# Work instructions
Transcribe the CI build-failure discussion from "Looks like something" to "more CI friendly).".

___ Document section

Rebasing to see if PR https://github.com/llvm/torch-mlir/pull/1218 resolves the build failure.
I realized that hidden in the CI logs is an assertion failure:
python: /home/runner/work/torch-mlir/torch-mlir/externals/llvm-project/llvm/include/llvm/Support/Casting.h:578: decltype(auto) llvm::cast(From *) [To = mlir::ReifyRankedShapedTypeOpInterface, From = mlir::Operation]: Assertion `isa<To>(Val) && "cast<Ty>() argument of incompatible type!"' failed.
My local build did not enable assertions, so I couldn't reproduce the problem. Rebuilding with assertions set to ON now.
Looks like something broke the ref backend tests. The output from the failures is pretty slim and that limits any further insights I might have (I wish we biased towards verbose output on failure for such things -- much more CI friendly).
We actually have good errors here, but we are squelching them when running our e2e tests in parallel due to it being really hard to capture that info for a crash with Python multiprocessing
. I suppose for the CI we could run in single-threaded mode since we only have 2 cores anyways. But yes, this was a regression when multiprocessing this.
(the usual answer is to run single-threaded with -s, but that doesn't help on the CI or causes an extra iteration step)
You get 4 vCPUs on Linux and 3 for macOS
I think I may have found the culprit. The key change was to call mlir::tensor::registerInferTypeOpInterfaceExternalModels(registry);
when registering dialects (and to add the corresponding library dependency). Fingers crossed that this passes CI!

______
___ Data extract

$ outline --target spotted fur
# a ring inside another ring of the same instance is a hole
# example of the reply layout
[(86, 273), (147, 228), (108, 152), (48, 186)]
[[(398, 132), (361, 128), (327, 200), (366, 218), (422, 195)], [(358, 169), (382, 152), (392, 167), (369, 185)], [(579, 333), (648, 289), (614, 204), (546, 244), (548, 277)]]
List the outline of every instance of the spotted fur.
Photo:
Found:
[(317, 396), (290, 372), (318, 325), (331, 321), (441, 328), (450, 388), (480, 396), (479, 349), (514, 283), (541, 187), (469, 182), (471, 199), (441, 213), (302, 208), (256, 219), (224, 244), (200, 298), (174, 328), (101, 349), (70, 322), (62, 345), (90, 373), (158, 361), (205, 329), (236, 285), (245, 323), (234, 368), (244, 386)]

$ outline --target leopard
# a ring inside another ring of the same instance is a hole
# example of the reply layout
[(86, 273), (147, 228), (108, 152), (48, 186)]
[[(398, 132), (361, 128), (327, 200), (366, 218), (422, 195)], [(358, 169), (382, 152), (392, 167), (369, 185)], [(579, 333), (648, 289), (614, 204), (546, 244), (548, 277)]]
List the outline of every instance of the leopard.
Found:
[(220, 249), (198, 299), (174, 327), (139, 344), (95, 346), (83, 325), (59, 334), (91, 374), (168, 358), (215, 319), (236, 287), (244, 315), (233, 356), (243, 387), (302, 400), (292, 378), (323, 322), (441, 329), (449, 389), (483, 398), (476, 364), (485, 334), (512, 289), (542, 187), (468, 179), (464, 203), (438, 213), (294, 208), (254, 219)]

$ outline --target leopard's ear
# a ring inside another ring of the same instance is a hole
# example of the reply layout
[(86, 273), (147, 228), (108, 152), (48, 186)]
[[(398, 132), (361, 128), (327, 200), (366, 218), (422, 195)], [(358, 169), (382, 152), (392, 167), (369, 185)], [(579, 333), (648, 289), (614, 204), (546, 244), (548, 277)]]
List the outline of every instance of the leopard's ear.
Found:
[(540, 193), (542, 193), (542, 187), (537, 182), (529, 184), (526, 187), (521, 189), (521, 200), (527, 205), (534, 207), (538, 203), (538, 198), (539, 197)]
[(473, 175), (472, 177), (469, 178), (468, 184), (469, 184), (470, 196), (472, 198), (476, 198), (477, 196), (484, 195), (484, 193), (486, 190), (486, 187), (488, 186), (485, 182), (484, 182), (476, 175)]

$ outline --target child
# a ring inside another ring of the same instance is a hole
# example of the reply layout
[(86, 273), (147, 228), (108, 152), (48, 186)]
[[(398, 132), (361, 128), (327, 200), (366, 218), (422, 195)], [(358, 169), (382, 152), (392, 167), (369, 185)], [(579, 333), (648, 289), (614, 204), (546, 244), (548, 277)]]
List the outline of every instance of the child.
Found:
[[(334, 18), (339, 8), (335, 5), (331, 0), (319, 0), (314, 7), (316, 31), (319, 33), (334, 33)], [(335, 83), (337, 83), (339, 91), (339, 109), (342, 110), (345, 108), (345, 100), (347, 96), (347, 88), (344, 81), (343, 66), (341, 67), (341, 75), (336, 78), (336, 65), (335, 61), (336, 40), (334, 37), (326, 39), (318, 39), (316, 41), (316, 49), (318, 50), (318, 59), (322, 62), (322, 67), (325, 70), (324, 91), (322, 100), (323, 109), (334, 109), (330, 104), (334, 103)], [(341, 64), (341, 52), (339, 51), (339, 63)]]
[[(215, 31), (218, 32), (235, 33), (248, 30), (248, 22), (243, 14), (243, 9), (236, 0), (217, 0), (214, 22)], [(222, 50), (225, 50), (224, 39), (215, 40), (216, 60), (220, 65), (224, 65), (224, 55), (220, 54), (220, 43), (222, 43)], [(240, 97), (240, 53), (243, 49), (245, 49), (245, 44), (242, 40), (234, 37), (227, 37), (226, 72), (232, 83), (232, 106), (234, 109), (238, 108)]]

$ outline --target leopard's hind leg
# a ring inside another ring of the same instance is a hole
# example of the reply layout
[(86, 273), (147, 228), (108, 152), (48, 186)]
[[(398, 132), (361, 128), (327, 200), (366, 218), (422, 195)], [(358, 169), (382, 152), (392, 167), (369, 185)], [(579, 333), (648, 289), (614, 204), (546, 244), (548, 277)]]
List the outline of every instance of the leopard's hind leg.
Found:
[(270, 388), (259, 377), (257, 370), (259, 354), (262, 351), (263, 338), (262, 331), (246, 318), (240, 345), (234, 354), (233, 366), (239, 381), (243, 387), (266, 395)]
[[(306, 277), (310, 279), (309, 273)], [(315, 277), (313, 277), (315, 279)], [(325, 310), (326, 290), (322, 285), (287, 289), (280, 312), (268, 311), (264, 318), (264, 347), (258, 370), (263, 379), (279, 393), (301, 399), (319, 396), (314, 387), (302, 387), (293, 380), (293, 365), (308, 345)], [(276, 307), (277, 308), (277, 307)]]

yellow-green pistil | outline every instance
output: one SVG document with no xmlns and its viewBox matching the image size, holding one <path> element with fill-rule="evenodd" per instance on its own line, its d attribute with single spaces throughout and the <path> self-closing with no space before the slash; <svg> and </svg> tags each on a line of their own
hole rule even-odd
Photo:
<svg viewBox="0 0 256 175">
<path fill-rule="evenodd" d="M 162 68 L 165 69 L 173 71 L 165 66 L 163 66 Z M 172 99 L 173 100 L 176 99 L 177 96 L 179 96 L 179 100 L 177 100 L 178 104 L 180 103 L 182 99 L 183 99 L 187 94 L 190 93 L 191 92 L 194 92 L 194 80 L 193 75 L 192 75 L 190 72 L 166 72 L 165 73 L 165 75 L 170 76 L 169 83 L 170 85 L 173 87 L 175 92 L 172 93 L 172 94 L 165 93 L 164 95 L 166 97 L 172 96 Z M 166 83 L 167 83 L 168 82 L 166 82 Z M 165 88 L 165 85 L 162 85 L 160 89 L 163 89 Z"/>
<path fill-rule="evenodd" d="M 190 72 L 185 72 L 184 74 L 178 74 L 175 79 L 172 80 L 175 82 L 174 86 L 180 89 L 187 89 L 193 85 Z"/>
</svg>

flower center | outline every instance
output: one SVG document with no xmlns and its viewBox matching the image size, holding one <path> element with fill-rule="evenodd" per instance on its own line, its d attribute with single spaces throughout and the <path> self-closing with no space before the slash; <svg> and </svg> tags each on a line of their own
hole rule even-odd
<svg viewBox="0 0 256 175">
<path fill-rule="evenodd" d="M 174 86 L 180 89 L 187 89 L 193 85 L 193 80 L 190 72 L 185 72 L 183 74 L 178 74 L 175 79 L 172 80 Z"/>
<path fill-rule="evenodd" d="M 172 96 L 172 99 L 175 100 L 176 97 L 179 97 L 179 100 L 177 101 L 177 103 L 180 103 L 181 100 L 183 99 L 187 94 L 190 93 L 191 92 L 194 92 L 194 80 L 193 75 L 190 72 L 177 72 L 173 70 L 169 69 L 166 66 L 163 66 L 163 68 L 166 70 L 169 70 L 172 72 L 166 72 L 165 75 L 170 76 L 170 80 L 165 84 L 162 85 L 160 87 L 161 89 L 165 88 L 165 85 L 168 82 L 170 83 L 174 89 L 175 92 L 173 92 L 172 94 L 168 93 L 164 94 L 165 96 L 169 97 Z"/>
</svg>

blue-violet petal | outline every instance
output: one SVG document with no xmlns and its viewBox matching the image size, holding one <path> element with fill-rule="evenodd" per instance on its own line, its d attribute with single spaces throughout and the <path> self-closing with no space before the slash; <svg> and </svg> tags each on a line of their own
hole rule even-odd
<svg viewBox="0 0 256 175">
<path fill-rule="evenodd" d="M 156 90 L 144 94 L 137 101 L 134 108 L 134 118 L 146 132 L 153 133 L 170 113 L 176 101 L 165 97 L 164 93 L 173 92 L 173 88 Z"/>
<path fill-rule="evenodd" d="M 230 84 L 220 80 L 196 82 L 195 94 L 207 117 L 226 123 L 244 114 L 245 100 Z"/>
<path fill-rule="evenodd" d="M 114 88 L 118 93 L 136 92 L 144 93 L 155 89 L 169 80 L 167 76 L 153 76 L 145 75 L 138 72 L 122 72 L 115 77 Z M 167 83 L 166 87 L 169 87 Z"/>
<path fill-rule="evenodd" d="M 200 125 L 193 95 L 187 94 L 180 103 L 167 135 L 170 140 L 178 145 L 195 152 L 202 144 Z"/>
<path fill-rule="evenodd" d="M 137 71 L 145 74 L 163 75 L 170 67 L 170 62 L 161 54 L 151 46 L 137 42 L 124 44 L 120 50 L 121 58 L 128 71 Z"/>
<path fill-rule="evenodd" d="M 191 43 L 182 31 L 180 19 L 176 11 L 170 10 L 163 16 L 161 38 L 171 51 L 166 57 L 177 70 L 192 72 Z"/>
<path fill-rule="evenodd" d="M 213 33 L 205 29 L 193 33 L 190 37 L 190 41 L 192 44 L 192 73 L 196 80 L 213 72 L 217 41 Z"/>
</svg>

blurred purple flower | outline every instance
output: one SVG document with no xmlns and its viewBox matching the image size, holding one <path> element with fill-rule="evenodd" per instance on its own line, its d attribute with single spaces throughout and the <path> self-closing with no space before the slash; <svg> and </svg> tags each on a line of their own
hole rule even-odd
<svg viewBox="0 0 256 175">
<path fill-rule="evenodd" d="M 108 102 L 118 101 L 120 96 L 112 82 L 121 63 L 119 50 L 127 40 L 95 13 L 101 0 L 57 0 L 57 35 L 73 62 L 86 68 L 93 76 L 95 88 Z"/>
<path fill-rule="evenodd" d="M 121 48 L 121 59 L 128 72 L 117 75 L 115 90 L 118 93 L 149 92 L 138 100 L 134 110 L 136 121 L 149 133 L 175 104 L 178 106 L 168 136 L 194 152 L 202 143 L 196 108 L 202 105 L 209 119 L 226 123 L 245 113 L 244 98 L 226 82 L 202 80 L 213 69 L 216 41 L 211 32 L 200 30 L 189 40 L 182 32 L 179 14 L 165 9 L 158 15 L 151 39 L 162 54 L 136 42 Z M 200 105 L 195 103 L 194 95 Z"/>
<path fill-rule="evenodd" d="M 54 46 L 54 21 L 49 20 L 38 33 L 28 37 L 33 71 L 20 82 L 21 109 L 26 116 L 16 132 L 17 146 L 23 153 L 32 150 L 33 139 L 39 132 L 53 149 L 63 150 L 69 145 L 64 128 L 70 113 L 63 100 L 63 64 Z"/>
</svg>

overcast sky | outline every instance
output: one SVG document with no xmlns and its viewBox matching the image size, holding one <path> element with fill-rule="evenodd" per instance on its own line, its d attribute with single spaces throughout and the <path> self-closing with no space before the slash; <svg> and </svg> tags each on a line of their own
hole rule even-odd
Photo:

______

# Result of this task
Looks like something broke the ref backend tests. The output from the failures is pretty slim and that limits any further insights I might have (I wish we biased towards verbose output on failure for such things -- much more CI friendly).